--- Start of Excerpted records ---

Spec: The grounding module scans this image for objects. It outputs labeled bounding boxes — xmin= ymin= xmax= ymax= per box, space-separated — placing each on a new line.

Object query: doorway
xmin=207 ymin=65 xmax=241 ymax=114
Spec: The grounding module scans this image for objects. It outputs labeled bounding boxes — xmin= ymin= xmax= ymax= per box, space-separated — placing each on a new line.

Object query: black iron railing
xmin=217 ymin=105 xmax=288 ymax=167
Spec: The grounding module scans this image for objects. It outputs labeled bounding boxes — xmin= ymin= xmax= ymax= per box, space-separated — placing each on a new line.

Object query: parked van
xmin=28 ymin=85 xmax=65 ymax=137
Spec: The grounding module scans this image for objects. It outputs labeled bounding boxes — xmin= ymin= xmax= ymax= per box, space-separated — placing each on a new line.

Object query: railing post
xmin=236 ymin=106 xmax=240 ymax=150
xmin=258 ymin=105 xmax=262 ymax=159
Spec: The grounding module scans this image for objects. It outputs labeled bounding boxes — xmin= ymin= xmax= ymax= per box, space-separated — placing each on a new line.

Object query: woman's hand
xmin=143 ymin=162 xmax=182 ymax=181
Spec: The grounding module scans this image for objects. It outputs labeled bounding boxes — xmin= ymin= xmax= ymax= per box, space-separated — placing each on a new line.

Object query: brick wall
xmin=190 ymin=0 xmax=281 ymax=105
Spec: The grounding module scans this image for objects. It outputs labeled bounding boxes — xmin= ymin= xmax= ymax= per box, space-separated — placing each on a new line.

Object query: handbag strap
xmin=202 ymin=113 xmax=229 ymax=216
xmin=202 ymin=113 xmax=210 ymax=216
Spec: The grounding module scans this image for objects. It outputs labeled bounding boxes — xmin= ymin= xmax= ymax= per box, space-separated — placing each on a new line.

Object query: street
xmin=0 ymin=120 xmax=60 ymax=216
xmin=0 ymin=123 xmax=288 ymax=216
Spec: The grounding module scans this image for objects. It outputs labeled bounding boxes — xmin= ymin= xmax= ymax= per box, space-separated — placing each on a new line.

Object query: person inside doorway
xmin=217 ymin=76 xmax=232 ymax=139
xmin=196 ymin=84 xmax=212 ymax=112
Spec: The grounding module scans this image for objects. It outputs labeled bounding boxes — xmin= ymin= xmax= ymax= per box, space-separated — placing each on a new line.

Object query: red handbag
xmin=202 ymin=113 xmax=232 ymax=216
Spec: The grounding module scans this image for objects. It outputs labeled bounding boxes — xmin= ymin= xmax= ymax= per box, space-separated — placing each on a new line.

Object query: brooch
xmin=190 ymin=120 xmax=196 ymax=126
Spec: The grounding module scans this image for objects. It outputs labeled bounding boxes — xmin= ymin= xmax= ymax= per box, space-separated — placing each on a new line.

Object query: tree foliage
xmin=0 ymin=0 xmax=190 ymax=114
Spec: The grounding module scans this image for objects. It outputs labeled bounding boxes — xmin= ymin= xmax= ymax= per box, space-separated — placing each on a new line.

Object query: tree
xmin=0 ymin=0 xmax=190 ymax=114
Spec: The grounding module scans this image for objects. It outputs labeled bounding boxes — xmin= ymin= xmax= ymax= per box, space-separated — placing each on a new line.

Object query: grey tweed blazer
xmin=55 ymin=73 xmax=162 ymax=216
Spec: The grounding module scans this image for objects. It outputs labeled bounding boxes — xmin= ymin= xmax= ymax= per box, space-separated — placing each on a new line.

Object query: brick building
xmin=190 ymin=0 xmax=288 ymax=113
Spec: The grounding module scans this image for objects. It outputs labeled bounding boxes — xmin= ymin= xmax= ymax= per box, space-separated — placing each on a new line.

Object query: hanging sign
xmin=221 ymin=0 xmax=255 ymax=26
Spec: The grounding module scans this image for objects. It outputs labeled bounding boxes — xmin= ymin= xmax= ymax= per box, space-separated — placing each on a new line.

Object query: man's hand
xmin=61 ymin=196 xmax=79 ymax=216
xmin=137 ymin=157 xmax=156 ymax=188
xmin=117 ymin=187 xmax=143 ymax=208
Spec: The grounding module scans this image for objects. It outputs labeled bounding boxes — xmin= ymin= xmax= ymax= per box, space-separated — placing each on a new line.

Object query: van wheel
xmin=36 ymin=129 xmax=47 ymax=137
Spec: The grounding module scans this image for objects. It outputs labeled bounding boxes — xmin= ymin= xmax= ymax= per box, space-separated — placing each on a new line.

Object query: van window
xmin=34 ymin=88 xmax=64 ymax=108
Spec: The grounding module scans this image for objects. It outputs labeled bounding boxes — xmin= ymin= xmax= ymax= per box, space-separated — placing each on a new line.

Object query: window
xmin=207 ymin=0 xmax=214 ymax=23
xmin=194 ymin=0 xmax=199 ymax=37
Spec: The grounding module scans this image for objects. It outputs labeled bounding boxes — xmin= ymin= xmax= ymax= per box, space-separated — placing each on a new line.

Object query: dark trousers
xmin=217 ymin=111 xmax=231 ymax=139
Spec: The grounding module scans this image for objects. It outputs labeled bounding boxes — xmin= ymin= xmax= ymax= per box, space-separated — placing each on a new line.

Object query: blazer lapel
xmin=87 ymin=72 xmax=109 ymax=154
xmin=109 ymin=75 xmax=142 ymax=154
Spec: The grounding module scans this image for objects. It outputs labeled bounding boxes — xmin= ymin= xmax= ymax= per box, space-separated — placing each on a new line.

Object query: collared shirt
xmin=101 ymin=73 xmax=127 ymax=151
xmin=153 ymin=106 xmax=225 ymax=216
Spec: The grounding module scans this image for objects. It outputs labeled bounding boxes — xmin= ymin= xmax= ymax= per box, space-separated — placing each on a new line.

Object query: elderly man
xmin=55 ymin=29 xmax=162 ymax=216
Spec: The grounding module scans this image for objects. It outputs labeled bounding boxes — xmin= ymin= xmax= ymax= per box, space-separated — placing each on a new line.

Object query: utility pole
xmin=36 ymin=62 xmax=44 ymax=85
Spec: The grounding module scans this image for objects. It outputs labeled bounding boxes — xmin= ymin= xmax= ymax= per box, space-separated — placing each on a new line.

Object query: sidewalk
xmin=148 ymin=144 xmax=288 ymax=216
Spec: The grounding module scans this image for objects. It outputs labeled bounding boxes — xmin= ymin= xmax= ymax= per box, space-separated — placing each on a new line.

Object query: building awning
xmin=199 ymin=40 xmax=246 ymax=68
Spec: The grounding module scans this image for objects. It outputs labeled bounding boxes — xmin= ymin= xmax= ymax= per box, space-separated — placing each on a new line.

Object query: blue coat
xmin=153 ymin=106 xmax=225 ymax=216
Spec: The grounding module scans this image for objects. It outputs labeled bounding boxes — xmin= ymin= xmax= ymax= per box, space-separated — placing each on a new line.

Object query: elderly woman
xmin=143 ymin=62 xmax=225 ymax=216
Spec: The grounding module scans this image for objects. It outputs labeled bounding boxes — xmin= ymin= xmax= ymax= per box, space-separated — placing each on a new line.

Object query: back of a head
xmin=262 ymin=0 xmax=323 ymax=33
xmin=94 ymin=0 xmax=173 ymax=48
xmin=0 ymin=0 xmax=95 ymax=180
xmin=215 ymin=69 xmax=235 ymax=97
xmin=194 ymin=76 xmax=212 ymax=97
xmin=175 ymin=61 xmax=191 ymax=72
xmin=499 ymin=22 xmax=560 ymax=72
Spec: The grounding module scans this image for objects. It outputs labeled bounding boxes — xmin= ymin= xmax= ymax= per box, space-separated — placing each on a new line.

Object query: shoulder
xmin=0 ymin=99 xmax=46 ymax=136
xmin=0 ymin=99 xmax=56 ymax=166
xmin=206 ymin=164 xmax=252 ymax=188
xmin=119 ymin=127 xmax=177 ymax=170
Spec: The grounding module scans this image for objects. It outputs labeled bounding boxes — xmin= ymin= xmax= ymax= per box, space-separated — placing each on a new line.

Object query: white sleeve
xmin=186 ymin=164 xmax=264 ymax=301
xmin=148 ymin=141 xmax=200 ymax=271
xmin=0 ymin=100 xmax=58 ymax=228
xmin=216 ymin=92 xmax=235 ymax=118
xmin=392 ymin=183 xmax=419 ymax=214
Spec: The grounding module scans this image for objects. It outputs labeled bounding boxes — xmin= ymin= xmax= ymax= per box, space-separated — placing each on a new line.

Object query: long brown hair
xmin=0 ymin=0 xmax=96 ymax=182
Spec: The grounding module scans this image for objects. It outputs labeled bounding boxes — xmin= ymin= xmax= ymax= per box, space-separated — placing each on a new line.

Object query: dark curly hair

--- End of Excerpted records ---

◆ **Set task**:
Reproduce the listing word for word from its first line through the line containing "xmin=28 ymin=85 xmax=65 ymax=137", including that line.

◆ **Problem solution**:
Spec: The grounding module scans this image for objects. It outputs labeled bounding boxes — xmin= ymin= xmax= ymax= per box, space-separated — placing each on a new line.

Object query: doorway
xmin=207 ymin=65 xmax=241 ymax=114
Spec: The grounding module scans this image for objects. It outputs labeled bounding boxes — xmin= ymin= xmax= ymax= per box, space-separated — placing each on a new line.

Object query: black iron railing
xmin=217 ymin=105 xmax=288 ymax=167
Spec: The grounding module scans this image for objects. It outputs labeled bounding boxes — xmin= ymin= xmax= ymax= per box, space-separated — placing each on a new line.

Object query: parked van
xmin=28 ymin=85 xmax=65 ymax=137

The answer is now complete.